YOUR OBJECTIVE: All of the material below is to be retyped exactly.

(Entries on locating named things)
···
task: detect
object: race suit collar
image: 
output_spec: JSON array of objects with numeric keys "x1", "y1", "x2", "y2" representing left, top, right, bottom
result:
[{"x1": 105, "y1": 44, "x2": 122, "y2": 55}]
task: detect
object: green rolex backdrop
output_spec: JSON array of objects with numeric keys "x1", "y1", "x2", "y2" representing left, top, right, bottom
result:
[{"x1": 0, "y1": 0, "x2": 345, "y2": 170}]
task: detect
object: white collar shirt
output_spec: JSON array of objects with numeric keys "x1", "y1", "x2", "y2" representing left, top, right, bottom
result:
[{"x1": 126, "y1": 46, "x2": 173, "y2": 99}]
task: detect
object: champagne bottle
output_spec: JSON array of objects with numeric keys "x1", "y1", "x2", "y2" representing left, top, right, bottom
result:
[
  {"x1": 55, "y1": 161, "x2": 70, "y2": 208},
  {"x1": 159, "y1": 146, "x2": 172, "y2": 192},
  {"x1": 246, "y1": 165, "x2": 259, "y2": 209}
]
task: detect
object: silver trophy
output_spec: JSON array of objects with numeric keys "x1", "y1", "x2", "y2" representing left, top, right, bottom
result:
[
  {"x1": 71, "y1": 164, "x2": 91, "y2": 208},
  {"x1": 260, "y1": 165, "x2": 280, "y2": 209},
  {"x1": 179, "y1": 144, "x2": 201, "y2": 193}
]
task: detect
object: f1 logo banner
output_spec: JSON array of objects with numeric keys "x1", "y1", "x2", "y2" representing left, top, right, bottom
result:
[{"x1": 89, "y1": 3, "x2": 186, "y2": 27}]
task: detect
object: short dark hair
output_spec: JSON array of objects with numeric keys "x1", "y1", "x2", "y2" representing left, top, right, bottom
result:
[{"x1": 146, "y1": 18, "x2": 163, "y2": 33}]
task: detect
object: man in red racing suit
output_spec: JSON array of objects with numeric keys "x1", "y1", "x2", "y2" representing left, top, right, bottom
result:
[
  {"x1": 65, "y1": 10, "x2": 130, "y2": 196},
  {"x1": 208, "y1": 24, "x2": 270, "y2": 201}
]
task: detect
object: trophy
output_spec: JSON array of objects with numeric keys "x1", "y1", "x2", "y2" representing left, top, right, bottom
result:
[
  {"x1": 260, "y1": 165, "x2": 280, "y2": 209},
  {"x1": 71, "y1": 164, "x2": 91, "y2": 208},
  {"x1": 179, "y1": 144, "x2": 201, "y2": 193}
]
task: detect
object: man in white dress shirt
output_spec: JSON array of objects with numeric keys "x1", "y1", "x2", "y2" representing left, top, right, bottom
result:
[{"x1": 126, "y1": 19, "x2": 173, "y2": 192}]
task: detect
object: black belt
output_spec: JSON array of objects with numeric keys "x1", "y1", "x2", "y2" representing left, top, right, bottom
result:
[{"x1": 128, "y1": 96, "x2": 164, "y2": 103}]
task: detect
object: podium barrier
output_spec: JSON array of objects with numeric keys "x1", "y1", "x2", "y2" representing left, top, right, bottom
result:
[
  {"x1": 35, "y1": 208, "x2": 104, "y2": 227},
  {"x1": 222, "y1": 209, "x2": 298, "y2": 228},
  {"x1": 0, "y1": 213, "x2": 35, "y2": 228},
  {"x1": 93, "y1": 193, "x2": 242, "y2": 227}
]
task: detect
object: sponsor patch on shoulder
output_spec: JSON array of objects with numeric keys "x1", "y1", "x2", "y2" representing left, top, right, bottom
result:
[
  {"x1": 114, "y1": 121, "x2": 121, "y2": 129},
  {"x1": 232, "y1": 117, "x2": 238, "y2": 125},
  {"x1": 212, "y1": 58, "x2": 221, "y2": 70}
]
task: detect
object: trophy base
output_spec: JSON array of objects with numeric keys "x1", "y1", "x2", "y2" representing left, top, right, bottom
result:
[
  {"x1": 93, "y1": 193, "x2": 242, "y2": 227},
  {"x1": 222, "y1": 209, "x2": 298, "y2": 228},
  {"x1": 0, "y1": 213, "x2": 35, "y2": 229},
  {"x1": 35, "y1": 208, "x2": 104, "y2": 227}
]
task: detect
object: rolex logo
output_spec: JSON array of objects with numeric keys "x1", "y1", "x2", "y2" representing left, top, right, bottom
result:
···
RESPONSE FOR THIS EXERCISE:
task: detect
object: race suit collar
image: 
output_spec: JSON array of objects with numeric keys "x1", "y1", "x2", "y2" representing left, top, right, bottom
result:
[{"x1": 105, "y1": 44, "x2": 122, "y2": 55}]
task: detect
object: green rolex backdrop
output_spec: JSON array of objects with numeric keys "x1", "y1", "x2", "y2" representing left, top, right, bottom
result:
[{"x1": 0, "y1": 0, "x2": 345, "y2": 170}]
task: detect
object: white collar shirt
output_spec: JSON array of objects with numeric keys "x1", "y1", "x2", "y2" representing left, top, right, bottom
result:
[{"x1": 126, "y1": 46, "x2": 173, "y2": 99}]
task: detect
object: champagne bottle
output_spec: JSON array of objects with numeric keys "x1", "y1", "x2", "y2" representing left, top, right, bottom
result:
[
  {"x1": 55, "y1": 161, "x2": 70, "y2": 208},
  {"x1": 159, "y1": 146, "x2": 172, "y2": 192},
  {"x1": 246, "y1": 165, "x2": 259, "y2": 209}
]
task: detect
object: silver trophy
output_spec: JSON array of objects with numeric keys "x1", "y1", "x2", "y2" representing left, top, right, bottom
result:
[
  {"x1": 71, "y1": 164, "x2": 91, "y2": 208},
  {"x1": 260, "y1": 165, "x2": 280, "y2": 209},
  {"x1": 179, "y1": 144, "x2": 201, "y2": 193}
]
task: detect
object: f1 logo banner
output_spec: JSON array of objects with numeric keys "x1", "y1", "x2", "y2" representing left, top, right, bottom
result:
[{"x1": 89, "y1": 3, "x2": 186, "y2": 27}]
task: detect
object: short dark hair
output_spec: JSON array of objects with numeric keys "x1", "y1", "x2", "y2" representing left, top, right, bottom
result:
[{"x1": 146, "y1": 18, "x2": 163, "y2": 33}]
task: detect
object: man in red racing suit
output_spec: JSON array of objects with numeric keys "x1", "y1", "x2", "y2" representing left, top, right, bottom
result:
[
  {"x1": 65, "y1": 10, "x2": 130, "y2": 196},
  {"x1": 208, "y1": 24, "x2": 270, "y2": 201}
]
task: detect
object: trophy
output_spec: JSON array of objects with numeric keys "x1", "y1", "x2", "y2" representing left, top, right, bottom
result:
[
  {"x1": 260, "y1": 165, "x2": 280, "y2": 209},
  {"x1": 71, "y1": 164, "x2": 91, "y2": 208},
  {"x1": 179, "y1": 144, "x2": 201, "y2": 193}
]
task: detect
object: man in white dress shirt
output_spec: JSON array of objects with numeric keys "x1", "y1", "x2", "y2" representing left, top, right, bottom
result:
[{"x1": 126, "y1": 19, "x2": 173, "y2": 192}]
task: detect
object: black belt
output_spec: JSON array of objects with numeric keys "x1", "y1", "x2", "y2" representing left, top, right, bottom
result:
[{"x1": 128, "y1": 96, "x2": 164, "y2": 103}]
task: detect
object: podium barrier
output_spec: JSON array of objects with numeric keys "x1", "y1", "x2", "y2" representing left, top, right, bottom
result:
[
  {"x1": 35, "y1": 208, "x2": 104, "y2": 227},
  {"x1": 222, "y1": 209, "x2": 298, "y2": 228},
  {"x1": 0, "y1": 213, "x2": 35, "y2": 228},
  {"x1": 93, "y1": 193, "x2": 242, "y2": 227}
]
task: detect
object: sponsor patch on shoulder
output_spec: JSON array of objects with numeric keys "x1", "y1", "x2", "y2" representing left, top, right, bottom
result:
[
  {"x1": 114, "y1": 121, "x2": 121, "y2": 129},
  {"x1": 232, "y1": 117, "x2": 238, "y2": 125},
  {"x1": 212, "y1": 58, "x2": 221, "y2": 70}
]
task: detect
object: trophy base
output_spec: JSON array of objects with numeric keys "x1", "y1", "x2", "y2" representing left, top, right, bottom
result:
[
  {"x1": 93, "y1": 193, "x2": 242, "y2": 227},
  {"x1": 222, "y1": 209, "x2": 298, "y2": 228},
  {"x1": 0, "y1": 213, "x2": 35, "y2": 229},
  {"x1": 35, "y1": 208, "x2": 104, "y2": 227}
]
task: detect
object: rolex logo
output_spec: JSON array of objects with numeric keys "x1", "y1", "x2", "y2" representing left, top, right, bottom
result:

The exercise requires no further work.